* _GIVEN DATA_
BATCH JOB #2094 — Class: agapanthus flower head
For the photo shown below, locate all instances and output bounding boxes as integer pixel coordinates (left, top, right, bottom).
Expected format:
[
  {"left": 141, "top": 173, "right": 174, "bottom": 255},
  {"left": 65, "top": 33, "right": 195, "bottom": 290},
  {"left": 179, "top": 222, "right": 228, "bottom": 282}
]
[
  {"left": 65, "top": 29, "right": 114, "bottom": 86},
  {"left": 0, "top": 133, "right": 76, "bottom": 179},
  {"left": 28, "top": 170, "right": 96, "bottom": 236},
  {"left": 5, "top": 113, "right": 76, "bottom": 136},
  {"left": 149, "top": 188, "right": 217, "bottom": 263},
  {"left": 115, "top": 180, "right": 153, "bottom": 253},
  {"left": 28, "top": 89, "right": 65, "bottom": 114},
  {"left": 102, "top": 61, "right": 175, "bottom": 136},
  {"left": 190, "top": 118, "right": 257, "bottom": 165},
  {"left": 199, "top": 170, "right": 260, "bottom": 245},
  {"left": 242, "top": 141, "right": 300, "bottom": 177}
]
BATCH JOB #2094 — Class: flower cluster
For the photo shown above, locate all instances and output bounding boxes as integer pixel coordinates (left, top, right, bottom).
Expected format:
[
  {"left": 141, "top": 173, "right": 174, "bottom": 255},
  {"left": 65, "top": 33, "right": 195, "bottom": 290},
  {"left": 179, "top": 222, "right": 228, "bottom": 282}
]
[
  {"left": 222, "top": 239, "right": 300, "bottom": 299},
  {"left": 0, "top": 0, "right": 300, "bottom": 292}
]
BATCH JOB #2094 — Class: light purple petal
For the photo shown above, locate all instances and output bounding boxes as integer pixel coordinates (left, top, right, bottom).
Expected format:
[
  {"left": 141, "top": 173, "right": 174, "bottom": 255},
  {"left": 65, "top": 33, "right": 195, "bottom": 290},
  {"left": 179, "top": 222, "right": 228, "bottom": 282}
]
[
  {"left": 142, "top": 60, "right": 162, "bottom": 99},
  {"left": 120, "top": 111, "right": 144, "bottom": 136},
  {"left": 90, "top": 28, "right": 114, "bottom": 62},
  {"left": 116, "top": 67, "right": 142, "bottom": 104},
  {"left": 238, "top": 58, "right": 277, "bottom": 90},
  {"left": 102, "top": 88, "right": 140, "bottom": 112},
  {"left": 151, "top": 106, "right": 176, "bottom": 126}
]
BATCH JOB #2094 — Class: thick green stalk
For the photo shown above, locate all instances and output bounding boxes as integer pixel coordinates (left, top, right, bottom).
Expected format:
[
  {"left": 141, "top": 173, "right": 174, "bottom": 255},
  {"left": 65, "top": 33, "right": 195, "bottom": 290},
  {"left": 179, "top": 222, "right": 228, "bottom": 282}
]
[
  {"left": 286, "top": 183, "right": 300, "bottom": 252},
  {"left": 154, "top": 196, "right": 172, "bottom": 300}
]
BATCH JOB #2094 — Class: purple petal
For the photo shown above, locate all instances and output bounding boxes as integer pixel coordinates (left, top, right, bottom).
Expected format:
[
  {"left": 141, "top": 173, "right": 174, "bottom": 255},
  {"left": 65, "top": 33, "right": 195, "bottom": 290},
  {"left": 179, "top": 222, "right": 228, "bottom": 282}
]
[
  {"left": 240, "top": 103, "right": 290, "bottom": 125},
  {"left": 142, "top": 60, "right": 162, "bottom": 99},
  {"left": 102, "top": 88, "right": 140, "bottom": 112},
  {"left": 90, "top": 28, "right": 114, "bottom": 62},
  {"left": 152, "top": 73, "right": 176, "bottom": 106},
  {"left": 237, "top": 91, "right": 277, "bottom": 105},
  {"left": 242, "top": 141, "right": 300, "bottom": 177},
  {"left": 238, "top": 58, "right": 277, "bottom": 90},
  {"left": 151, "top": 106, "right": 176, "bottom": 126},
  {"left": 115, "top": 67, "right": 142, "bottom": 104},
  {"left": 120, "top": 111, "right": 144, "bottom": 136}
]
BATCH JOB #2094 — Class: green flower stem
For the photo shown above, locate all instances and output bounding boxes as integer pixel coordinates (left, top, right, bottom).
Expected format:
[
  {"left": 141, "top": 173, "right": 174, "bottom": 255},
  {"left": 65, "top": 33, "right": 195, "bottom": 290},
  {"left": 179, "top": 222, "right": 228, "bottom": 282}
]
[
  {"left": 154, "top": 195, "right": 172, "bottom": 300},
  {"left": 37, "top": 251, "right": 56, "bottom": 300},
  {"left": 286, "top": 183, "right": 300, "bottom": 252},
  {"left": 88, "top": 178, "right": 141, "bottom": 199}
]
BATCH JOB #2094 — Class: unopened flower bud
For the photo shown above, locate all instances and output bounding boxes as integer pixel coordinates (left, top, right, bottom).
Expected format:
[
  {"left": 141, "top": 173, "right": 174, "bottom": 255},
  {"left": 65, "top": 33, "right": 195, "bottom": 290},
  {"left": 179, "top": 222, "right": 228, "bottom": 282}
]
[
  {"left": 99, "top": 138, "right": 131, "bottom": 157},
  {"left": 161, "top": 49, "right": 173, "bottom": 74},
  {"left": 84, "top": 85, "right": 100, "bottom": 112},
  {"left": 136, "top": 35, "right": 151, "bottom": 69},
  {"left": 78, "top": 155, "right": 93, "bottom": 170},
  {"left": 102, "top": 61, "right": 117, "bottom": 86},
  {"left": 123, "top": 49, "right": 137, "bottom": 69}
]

* _REQUIRED TASK_
Copy out every line, unchanged, from the one containing "BATCH JOB #2094 — Class: unopened flower bud" through the final line of the rows, both included.

* _RESULT OF THE TASK_
BATCH JOB #2094 — Class: unopened flower bud
For the photo shown above, locate all instances and output bounding boxes as integer pixel coordinates (left, top, right, bottom).
Expected format:
[
  {"left": 141, "top": 173, "right": 174, "bottom": 255},
  {"left": 65, "top": 33, "right": 195, "bottom": 290},
  {"left": 179, "top": 222, "right": 228, "bottom": 282}
]
[
  {"left": 99, "top": 138, "right": 131, "bottom": 157},
  {"left": 161, "top": 49, "right": 173, "bottom": 74},
  {"left": 84, "top": 85, "right": 100, "bottom": 112},
  {"left": 136, "top": 35, "right": 151, "bottom": 69},
  {"left": 78, "top": 155, "right": 93, "bottom": 170},
  {"left": 102, "top": 61, "right": 117, "bottom": 86},
  {"left": 123, "top": 49, "right": 137, "bottom": 69}
]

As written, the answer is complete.